** FRAGMENTO EXTRAÍDO **

____

La impronta asiática, desde mediados del siglo XIX, también se hizo sentir en la gastronomía nacional, al insertarse nuevas combinaciones con la inevitable adaptación a un paladar ya bien defi nido por la presencia hispánica. Surge así una bien reconocida cocina chino-cubana.

No faltaron otras influencias, como la norteamericana, desde fi nales del siglo XIX, que despertó el interés y definitivo arraigo de las bebidas frías y las comidas rápidas, así como la presencia árabe y libanesa. Mención especial merece la cocina francesa, llegada junto con los inmigrantes franco- haitianos recién comenzado el siglo XIX, principalmente a las regiones de Santiago de Cuba y Guantánamo, en el Sur del Oriente cubano. Inicialmente, con pretensiones elitistas, marcadas por lo que bien pudo tildarse de esnobismo gastronómico, se insertaron las costumbres alimentarias y de las mesas francesas, posteriormente vindicadas por la comprensión de los indiscutibles valores académicos y profesionales de esta paradigmática cocina mediterránea, al punto de constituir buena parte del basamento de la cocina cubana contemporánea.

El controvertido descubrimiento de América propiciaría la presencia en Europa del chocolate, la vainilla, el maíz, el azúcar de caña, el tomate y la papa; mientras las rutas de los mercaderes desde Asia y África, cuyos recorridos estuvieron por mucho tiempo marcados por las adversas condiciones de enormes recorridos, abruptos accidentes naturales, rigores del clima y hostigamiento de enemigos y bandidos, permitieron el acceso a la canela, la pimienta, la nuez moscada y el anís. Dicho sea de paso, ¿qué se harían las muy fortalecidas cocinas europeas, verdaderos patrones de la excelencia, si las humildes naciones americanas, africanas y asiáticas comenzaran a reclamar su patria potestad o la propiedad intelectual respecto a frutos, especias y prácticas aportadas a las antropologías gastronómicas del Viejo Mundo y al patrimonio culinario universal?

La cocina italiana, amén de recurrente solución a la problemática alimentaria acaecida a comienzos de la década del 60 del siglo XX, fue asentándose progresivamente entre las preferencias cotidianas del paladar cubano, al igual que ocurriría en la mayor parte del mundo. Y con similar cronología, los suministros importados de los países de Europa del Este —antiguo campo socialista— introdujeron nuevas percepciones respecto a las cocinas eslavas y euroasiáticas, también asimiladas por la aceptación criolla.

____

** INFORMACIÓN MOSTRADA **
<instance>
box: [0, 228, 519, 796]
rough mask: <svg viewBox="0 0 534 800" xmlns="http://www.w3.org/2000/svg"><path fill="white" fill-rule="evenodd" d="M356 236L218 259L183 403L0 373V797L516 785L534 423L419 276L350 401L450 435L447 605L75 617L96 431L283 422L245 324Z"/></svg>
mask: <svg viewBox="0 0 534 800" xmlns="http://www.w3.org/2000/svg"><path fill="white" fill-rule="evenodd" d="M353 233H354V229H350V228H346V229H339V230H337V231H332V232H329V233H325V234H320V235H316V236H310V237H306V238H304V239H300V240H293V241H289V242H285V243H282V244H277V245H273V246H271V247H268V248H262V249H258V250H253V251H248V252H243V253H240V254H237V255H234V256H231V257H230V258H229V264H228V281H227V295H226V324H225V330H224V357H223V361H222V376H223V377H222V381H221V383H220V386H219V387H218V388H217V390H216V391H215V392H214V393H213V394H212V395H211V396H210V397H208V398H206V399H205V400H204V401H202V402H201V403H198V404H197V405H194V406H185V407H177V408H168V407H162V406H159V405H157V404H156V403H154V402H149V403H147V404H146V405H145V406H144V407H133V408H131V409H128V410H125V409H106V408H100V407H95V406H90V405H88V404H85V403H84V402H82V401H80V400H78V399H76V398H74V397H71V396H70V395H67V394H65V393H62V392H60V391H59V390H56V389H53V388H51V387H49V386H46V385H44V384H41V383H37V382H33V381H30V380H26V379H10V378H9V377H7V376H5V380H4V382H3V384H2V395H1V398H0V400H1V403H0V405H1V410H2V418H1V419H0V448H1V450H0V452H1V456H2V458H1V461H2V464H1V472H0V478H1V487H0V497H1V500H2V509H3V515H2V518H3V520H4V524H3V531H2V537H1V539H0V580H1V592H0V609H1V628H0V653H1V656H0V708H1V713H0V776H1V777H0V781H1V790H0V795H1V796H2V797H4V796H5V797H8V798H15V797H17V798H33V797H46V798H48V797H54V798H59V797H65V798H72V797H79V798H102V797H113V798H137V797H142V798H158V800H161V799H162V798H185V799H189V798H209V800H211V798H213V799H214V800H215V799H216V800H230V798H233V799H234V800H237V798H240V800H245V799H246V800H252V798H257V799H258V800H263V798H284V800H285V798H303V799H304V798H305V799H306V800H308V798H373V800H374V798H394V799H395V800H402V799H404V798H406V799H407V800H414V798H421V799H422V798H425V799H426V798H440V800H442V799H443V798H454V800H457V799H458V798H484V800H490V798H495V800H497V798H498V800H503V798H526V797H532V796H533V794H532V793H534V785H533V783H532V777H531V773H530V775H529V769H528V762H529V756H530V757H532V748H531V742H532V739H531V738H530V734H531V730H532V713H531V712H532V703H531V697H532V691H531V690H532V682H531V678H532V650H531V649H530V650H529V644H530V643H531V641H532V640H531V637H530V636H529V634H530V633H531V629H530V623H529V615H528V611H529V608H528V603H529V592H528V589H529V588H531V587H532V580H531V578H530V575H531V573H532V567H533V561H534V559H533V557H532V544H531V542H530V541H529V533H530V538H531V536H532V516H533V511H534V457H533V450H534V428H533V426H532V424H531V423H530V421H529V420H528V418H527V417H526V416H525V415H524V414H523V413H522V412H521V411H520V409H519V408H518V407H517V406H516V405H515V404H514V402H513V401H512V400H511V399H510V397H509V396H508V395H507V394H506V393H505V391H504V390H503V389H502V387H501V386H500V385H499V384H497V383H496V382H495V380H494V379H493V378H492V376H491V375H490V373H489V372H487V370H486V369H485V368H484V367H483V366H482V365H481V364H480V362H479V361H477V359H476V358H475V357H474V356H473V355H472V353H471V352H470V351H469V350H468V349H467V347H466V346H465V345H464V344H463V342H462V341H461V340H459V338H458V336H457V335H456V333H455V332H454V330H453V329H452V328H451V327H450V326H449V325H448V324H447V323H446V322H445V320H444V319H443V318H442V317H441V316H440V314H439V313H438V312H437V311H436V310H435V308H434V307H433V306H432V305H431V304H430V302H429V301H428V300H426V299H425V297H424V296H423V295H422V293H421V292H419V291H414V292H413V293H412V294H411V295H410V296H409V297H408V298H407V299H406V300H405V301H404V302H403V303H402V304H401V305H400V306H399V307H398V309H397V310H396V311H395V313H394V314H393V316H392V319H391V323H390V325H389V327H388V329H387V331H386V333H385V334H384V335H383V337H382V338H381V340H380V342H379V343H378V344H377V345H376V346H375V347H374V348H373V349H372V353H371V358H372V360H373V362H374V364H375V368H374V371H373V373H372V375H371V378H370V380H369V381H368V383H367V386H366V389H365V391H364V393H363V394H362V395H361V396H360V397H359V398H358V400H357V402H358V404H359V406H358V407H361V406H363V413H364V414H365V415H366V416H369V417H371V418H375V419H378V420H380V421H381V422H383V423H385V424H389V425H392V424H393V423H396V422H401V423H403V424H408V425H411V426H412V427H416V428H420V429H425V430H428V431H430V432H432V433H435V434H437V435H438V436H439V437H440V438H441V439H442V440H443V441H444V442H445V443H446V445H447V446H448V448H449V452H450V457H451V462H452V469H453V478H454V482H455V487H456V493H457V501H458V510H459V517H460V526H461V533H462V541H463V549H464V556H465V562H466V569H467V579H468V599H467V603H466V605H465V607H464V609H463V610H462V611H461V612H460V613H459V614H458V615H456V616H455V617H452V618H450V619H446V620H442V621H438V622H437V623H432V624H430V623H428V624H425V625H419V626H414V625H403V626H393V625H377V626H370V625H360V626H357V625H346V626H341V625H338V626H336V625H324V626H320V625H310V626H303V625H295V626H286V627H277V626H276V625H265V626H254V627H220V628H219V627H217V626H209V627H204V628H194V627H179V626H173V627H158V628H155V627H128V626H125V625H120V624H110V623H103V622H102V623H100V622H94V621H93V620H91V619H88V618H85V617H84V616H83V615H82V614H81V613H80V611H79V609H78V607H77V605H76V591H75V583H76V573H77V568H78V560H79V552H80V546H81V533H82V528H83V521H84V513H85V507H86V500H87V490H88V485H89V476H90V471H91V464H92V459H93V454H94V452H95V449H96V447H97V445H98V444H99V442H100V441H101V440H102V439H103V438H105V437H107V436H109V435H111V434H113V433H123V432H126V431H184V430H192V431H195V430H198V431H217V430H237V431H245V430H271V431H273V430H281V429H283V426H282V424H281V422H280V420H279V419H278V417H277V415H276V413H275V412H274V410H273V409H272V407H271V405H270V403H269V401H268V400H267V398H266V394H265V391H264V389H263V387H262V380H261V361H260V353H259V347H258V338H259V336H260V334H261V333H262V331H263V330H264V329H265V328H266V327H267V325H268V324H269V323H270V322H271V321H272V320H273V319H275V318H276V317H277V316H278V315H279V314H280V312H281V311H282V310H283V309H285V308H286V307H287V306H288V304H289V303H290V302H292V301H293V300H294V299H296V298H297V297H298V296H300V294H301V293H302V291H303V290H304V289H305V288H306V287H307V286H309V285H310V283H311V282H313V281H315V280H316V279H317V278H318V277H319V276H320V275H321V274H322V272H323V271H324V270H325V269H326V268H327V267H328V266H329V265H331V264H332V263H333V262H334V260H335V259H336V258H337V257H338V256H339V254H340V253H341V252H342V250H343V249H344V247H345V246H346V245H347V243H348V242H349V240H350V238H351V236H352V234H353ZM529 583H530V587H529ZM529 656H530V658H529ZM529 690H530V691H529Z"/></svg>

____

** TAREA A REALIZAR **
Continúa el fragmento sobre las influencias extranjeras en la cocina cubana a partir de su última oración.

** RESULTADO DEL EJERCICIO **
En reiteradas ocasiones y escenarios, el Chef Gilberto Smith Duquesne, mentor de todos los cocineros cubanos, señalaba que “la cocina cubana constituía un importante rubro cultural exportable”. Y nada más cierto, no sólo como parte del producto turístico integral del país, a través del imprescindible acto de comer y beber que presupone atender al visitante.

 Imposible concluir estas referencias histórico-culturales de la gastronomía sin mencionar el ron, el tabaco y el café, que secularmente han acuñado la gallardía de nuestra nación.

DE LAS INFLUENCIAS AL REPLANTEO DE LA TRADICIONALIDAD

Con igual sentido que otras manifestaciones del arte, así ha venido ocurriendo con la cocina cubana. Para una mejor comprensión de este fenómeno, vale mencionar algunos ejemplos ilustrativos: Wilfredo Lam logró en su pintura un cubismo (movimiento artístico de vanguardia, surgido durante las primeras décadas del siglo XX, en Francia) sincretizado con los íconos afrocubanos; Benny Moré se apoyó en el formato musical de las jazz-band norteamericanas para enaltecer la sonoridad criolla; y las producciones del naciente Instituto Cubano de las Artes e Industrias Cinematográficas (ICAIC) estuvieron marcadas, en sus inicios, por el neorrealismo italiano y la “nueva ola francesa” hasta que un grupo de creadores se dieron a expresar nuestras realidades con un discurso estético propio.

Cambiar, como inevitable vía para preservar y sin detrimento de la autenticidad, representa una divisa imprescindible para la industria de la hospitalidad cubana. La variedad ya comienza a ser norma obligatoria en medio de una revolución gastronómica que los tiempos actuales reclaman.